[[ Selected extract, beginning ]]

By Timothy Culbert, M.D.

Q: My eight-year-old son has been diagnosed with attention deficit hyperactivity disorder. Is there any chance that changing his diet will make a difference?

A:
There have been quite a few “gold standard” studies supporting the idea that for certain kids, dietary changes can be a big help.

One type of diet (known as oligo-antigenic) is fairly radical; it eliminates ingredients that are thought to provoke allergies, including dairy, gluten, refined sugars, dyes, preservatives, and additives. A theory as to why this might make a difference has to do with a phenomenon called leaky gut syndrome. Normally, the intestinal lining serves as a good filtering system for proteins like those that trigger allergies. But in some people, the gut seems to have a sort of “leak” that allows these proteins to get into the bloodstream. At that point the immune system reacts, and this can contribute to behavioral problems.

The pure form of this diet is very restrictive and can be difficult to stick to. It allows only two types of meat (lamb and turkey), two types of starches (rice and potatoes), two types of vegetables (cabbage and carrots), and two fruits (apples and bananas).

[[ Selected extract, end ]]
[[ Data, beginning ]]

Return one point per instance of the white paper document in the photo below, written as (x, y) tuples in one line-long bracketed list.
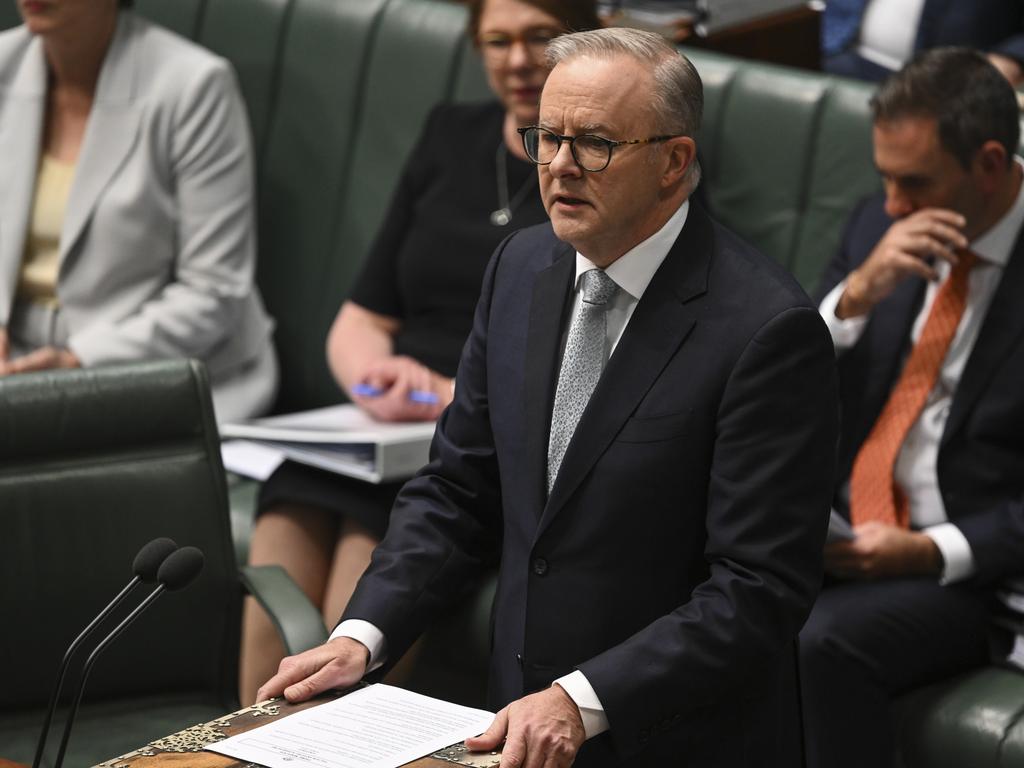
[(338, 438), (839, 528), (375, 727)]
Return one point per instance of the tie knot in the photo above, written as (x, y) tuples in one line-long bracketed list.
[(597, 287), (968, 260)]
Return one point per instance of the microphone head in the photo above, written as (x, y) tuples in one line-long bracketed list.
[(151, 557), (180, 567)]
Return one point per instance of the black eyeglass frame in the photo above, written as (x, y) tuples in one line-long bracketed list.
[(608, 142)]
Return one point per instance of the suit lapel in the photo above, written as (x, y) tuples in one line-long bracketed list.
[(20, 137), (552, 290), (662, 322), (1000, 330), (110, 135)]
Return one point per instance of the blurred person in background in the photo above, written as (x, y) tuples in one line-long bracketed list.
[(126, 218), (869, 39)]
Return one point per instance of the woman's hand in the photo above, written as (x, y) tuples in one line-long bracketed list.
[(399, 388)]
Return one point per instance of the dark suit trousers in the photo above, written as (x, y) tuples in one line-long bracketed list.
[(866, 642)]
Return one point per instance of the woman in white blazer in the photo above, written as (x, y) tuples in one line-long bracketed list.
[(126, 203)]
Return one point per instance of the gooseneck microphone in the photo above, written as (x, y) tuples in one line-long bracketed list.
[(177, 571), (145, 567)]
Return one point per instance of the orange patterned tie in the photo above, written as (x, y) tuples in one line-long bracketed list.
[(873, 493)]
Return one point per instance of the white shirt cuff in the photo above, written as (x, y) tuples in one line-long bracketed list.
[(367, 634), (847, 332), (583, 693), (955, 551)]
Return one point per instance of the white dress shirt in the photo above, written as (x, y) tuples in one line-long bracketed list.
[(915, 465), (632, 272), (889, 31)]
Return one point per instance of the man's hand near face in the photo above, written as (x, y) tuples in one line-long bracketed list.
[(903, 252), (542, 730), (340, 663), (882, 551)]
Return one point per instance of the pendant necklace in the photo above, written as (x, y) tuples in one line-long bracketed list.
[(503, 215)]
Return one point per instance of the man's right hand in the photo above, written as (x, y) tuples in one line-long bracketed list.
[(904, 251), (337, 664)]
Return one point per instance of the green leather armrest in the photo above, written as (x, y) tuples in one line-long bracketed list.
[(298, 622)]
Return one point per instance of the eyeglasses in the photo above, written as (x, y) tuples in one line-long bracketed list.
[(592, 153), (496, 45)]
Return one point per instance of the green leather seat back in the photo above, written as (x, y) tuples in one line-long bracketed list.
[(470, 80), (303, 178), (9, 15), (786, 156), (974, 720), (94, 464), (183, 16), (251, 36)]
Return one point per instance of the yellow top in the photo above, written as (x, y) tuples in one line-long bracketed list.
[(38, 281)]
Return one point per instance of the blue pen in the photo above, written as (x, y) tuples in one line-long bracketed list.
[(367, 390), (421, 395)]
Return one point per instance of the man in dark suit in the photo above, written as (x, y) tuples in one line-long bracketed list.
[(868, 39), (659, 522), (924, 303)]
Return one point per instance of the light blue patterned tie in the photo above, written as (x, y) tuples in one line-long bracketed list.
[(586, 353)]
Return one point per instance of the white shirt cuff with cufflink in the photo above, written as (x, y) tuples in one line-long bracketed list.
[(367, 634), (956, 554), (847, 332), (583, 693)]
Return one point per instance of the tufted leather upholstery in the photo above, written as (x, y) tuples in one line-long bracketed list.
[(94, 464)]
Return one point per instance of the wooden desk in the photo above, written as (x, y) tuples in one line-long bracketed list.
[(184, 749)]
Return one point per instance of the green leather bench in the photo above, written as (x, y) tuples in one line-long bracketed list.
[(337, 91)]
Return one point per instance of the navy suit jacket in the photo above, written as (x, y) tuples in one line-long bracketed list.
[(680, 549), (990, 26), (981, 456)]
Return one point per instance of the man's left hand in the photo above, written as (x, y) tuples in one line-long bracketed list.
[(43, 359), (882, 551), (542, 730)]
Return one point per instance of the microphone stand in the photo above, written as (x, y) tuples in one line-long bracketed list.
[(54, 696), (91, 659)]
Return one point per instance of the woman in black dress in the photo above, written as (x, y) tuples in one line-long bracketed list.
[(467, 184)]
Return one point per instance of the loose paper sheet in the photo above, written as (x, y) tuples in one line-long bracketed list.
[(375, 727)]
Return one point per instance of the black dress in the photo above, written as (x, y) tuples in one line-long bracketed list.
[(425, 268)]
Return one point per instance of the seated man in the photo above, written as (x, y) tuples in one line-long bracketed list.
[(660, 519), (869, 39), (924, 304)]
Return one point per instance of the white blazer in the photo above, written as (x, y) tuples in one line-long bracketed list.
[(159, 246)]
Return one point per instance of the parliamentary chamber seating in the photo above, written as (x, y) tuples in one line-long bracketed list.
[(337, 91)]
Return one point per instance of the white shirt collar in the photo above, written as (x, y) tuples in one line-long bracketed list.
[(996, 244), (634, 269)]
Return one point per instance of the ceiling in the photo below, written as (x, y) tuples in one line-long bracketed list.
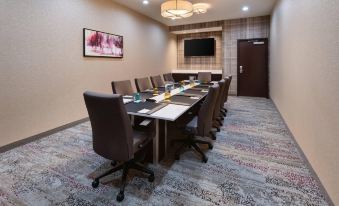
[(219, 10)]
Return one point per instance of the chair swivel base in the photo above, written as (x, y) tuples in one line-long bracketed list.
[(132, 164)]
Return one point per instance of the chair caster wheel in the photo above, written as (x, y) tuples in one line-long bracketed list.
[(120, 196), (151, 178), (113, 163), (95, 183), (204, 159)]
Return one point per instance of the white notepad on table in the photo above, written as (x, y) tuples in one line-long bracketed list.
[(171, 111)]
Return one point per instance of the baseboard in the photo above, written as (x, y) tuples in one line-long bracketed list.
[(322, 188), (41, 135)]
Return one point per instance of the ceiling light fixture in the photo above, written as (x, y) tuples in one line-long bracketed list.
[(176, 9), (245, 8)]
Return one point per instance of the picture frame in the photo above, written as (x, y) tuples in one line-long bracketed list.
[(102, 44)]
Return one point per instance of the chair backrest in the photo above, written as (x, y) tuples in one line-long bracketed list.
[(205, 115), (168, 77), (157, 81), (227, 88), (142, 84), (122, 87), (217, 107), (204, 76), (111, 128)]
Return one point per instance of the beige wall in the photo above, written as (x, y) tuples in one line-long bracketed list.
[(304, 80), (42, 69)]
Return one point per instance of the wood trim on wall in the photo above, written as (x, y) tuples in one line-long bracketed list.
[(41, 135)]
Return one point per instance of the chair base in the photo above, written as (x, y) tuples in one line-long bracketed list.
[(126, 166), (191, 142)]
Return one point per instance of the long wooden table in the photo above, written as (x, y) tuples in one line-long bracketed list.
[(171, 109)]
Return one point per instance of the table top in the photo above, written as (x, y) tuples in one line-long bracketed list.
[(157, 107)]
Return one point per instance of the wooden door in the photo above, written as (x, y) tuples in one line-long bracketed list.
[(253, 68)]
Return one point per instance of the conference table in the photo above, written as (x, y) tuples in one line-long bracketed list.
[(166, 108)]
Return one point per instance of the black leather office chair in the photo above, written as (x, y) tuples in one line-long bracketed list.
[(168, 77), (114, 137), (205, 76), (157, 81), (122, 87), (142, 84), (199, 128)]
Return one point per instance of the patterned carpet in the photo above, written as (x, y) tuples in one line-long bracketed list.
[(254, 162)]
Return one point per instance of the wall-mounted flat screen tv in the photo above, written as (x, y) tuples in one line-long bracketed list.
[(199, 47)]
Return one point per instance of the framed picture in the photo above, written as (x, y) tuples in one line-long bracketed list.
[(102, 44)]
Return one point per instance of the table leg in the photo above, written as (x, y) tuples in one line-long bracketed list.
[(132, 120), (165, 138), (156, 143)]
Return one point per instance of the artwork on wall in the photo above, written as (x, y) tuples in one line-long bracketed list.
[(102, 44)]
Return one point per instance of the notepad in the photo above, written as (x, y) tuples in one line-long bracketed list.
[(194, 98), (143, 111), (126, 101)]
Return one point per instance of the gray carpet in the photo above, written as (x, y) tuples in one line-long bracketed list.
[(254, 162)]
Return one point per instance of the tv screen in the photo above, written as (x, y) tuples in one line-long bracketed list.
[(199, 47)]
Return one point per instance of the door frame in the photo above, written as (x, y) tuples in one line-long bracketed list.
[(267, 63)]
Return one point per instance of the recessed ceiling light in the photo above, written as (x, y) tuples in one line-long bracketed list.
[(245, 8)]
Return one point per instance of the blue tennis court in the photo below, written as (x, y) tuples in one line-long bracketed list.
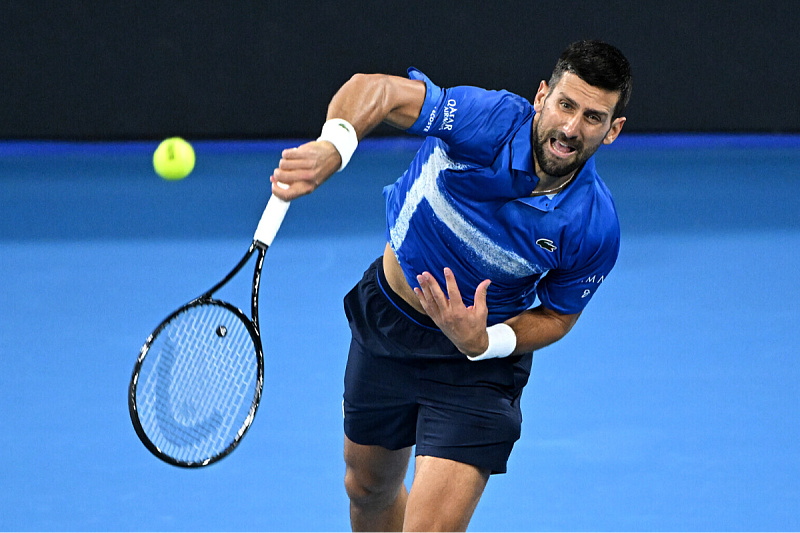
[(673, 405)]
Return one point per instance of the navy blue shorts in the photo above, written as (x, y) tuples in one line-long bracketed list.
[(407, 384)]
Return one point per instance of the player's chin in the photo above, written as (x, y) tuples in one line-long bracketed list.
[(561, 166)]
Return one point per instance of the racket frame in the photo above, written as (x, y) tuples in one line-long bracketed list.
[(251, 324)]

[[ Data, end ]]

- _Assigned task_
Answer these from the text on diet and ADHD:
(a) How old is the son in the question?
(b) In the description of leaky gut syndrome, where does the "leak" let the proteins go?
(c) Which two fruits does the pure form of the oligo-antigenic diet allow?

- _Response box_
(a) Eight years old.
(b) Into the bloodstream.
(c) Apples and bananas.